* [Exercise task]
Restate the entire listing word for word.
-- start Exercise material --
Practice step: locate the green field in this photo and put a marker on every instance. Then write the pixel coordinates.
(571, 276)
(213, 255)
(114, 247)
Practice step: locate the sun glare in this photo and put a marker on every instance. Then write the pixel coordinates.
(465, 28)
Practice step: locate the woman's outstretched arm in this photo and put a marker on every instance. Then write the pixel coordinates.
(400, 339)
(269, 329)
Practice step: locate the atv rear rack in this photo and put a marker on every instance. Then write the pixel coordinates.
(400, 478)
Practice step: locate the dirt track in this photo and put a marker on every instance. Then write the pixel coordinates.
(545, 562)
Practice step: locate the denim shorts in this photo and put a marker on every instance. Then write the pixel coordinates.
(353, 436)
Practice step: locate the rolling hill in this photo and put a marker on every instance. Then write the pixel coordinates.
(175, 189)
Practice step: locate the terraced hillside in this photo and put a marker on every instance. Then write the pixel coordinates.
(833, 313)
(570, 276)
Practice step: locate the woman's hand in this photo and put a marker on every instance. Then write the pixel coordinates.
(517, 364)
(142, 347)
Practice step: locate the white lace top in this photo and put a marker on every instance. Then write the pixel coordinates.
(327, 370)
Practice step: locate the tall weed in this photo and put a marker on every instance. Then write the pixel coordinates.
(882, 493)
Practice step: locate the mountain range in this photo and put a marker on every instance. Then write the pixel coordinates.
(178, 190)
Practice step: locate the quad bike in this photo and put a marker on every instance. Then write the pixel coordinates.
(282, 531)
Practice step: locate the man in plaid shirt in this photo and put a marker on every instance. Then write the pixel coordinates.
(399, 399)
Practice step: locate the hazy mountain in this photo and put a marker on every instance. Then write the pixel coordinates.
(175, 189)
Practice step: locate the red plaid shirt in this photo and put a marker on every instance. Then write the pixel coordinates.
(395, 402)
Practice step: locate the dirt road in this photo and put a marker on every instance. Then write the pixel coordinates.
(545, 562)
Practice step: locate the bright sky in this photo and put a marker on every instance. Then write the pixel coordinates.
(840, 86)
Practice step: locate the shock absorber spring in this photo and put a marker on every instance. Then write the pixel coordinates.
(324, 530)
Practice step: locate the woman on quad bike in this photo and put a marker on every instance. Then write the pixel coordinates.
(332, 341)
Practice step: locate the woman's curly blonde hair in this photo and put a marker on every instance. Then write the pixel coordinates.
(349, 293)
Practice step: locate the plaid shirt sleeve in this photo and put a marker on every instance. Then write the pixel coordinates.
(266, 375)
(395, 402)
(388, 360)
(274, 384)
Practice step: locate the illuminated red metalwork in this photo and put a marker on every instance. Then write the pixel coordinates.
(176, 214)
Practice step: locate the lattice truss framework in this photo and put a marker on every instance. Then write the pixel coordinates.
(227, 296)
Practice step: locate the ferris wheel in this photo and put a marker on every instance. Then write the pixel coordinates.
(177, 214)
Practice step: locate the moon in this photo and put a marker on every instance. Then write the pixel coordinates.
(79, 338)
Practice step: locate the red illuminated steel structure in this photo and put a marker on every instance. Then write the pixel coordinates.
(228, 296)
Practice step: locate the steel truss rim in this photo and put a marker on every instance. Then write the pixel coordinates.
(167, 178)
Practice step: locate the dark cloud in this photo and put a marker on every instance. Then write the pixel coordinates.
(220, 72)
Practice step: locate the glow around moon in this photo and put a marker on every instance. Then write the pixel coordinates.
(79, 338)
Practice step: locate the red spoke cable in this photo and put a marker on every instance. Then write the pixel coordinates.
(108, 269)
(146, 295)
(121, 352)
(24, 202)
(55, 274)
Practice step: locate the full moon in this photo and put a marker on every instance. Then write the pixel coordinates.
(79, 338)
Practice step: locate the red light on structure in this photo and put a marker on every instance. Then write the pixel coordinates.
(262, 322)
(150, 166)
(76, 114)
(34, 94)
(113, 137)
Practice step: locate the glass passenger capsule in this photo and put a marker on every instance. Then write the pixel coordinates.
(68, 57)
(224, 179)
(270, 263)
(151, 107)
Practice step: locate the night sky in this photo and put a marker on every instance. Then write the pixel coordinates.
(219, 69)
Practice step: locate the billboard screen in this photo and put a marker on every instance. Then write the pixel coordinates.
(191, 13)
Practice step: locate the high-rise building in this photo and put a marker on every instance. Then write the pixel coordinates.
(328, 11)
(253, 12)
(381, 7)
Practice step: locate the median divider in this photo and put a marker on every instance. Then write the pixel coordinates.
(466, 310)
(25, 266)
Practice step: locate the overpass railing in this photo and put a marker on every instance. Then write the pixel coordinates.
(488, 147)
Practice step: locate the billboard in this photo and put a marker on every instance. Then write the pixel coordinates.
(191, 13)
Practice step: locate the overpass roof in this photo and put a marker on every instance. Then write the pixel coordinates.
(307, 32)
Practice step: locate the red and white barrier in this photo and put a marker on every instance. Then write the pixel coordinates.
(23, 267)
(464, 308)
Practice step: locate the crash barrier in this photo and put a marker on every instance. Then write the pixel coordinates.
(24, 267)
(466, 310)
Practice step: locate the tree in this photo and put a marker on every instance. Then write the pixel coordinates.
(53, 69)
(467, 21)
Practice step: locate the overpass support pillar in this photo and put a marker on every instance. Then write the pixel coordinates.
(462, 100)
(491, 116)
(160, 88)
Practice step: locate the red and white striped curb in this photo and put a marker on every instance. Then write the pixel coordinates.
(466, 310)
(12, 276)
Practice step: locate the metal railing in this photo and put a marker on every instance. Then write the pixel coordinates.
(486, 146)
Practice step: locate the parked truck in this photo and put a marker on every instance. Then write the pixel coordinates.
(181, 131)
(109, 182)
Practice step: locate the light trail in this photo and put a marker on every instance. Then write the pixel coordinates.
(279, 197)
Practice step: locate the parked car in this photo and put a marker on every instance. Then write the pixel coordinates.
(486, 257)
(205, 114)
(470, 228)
-- end Exercise material --
* [The completed task]
Practice step: locate the green field in this photo and put a marker on every instance. Then write the pixel coordinates.
(571, 276)
(213, 255)
(114, 247)
Practice step: locate the sun glare in this photo and put a marker on every instance. Then write the pixel coordinates.
(465, 28)
Practice step: locate the woman's outstretched arm in this photo and put a marker on every instance. Then write the pixel coordinates.
(400, 339)
(269, 329)
Practice step: locate the atv rear rack in this photo and put a marker on every instance. Then write the pixel coordinates.
(400, 478)
Practice step: locate the dirt track in this photo and put a marker on every instance. Then write the pixel coordinates.
(545, 562)
Practice step: locate the denim shorts in this photo and put a marker on every instance. Then write the pixel coordinates.
(353, 436)
Practice step: locate the rolling hill in this photo and put a marker on every instance. Then write the pixel coordinates.
(175, 189)
Practice step: locate the terraced hillside in this photo and put a marker on every instance. Then write the pixel coordinates.
(833, 313)
(570, 276)
Practice step: locate the woman's hand in this photo and put a marker on every instance. Then write the pixel coordinates.
(517, 364)
(142, 347)
Practice step: locate the white lace top in this photo and put a marker on every instance. Then write the pixel coordinates.
(327, 370)
Practice step: locate the tall weed in this photo and put a marker on every instance. Then write the pixel coordinates.
(882, 493)
Practice step: locate the mountain range in this photo and put a marker on every instance. Then write the pixel coordinates.
(178, 190)
Practice step: locate the quad bike in this photo and put a marker on every instance. Then write the pixel coordinates.
(282, 531)
Practice step: locate the man in plaid shirt in this photo and put a marker on every instance. Then write the pixel coordinates.
(399, 399)
Practice step: locate the hazy mountain in this photo and put a marker on every instance. Then write the pixel coordinates.
(175, 189)
Practice step: locate the red plaid shirt in this photo and put a marker on every instance. Then write the pixel coordinates.
(395, 402)
Practice step: locate the dirt road in this photo and put a marker on every instance. Then write the pixel coordinates.
(545, 562)
Practice step: locate the bright sky in this photo and put a marker on every instance. Then write the pixel coordinates.
(840, 86)
Practice step: locate the shock absorber spring in this photo and put a marker on every instance. Then write the pixel coordinates.
(324, 530)
Practice step: locate the woman on quad bike in this photo and put a marker on every instance. Then write the pixel coordinates.
(332, 341)
Practice step: locate the woman's curly blonde hair in this photo and put a marker on every instance. Then write the pixel coordinates.
(349, 293)
Practice step: locate the plaid shirt sleeve in this photo and put a marker on every instance. Then write the pixel coordinates.
(266, 375)
(395, 402)
(388, 360)
(274, 384)
Practice step: locate the illuminated red metalwork in this photo and put a marker on every instance. Then write the pixel coordinates.
(176, 214)
Practice step: locate the lattice truss framework in this photo and put a marker on every instance. Then write the pixel coordinates.
(227, 296)
Practice step: locate the ferris wheel in this photo and put a marker on every instance. Then write the pixel coordinates.
(177, 214)
Practice step: locate the moon in this photo and put a marker on every instance. Then write the pixel coordinates.
(79, 338)
Practice step: locate the red illuminated steel structure in this photo and put a marker on every instance. Then write the pixel coordinates.
(228, 296)
Practice step: locate the steel truss rim in this photo and put a marker on every instance. Then write the pixel coordinates.
(167, 178)
Practice step: locate the dark cloud in this photo and put a marker on every instance. Then write the pixel coordinates.
(220, 72)
Practice step: locate the glow around moon in this photo and put a marker on every instance. Then write the pixel coordinates.
(79, 338)
Practice step: locate the red spoke cable in this photo and put a marker on every instance. Then write the pixel coordinates.
(108, 269)
(146, 295)
(121, 352)
(24, 202)
(55, 274)
Practice step: locate the full moon in this photo and put a marker on every instance. Then write the pixel coordinates.
(79, 338)
Practice step: locate the red light on structure in this photo and put a marker on every instance. Then write the pixel coordinates.
(262, 322)
(150, 166)
(76, 114)
(34, 94)
(113, 137)
Practice step: locate the glass passenger capsule in this photo and put a marker on every instance. Then write the pixel coordinates.
(68, 57)
(224, 179)
(270, 263)
(151, 107)
Practice step: locate the night sky in this photo and put a marker on every instance. Then write the pixel coordinates.
(219, 69)
Practice step: locate the billboard screen in this photo and put a marker on every instance. Then write the pixel coordinates.
(191, 13)
Practice step: locate the high-rise building in this photo and put a marker on every instance. Then write the pixel coordinates.
(328, 11)
(253, 12)
(381, 7)
Practice step: locate the median divider in this photo and put a marker on every instance. Then write the pixel coordinates.
(466, 310)
(25, 266)
Practice step: locate the overpass railing in this photo and put a marker on every instance. Then write the pixel coordinates.
(488, 147)
Practice step: locate the billboard in this photo and put a marker on every instance. Then write the pixel coordinates.
(191, 13)
Practice step: locate the overpass roof in this photo and put a marker on every instance. Then write the pixel coordinates.
(307, 32)
Practice step: locate the red and white barrier in this photo and put a marker on every instance. Then write the pixel coordinates.
(23, 267)
(464, 308)
Practice step: locate the crash barrier in this photo and put a marker on every instance. Then write the pixel coordinates.
(24, 267)
(466, 310)
Practice step: locate the tree in this photo and put a marker on every instance. Then write the pixel coordinates.
(53, 69)
(467, 21)
Practice step: locate the overpass support pillar in this photo and put a marker on every instance. Then write the pixel coordinates.
(462, 100)
(491, 116)
(160, 88)
Practice step: locate the red and white striped curb in this photo and put a marker on every instance. Then write the pixel coordinates.
(466, 310)
(12, 276)
Practice step: locate the metal railing in this photo and put a marker on every instance. Then write the pixel coordinates.
(486, 146)
Practice step: locate the parked truck in this photo and put a marker on every instance. Then write the pixel coordinates.
(181, 131)
(109, 182)
Practice step: locate the light trail in this photo and put a marker on every instance. Then write the pixel coordinates.
(279, 197)
Practice step: locate the parked car in this photo and put a marker on every instance. Then write the pixel coordinates.
(486, 257)
(205, 114)
(470, 228)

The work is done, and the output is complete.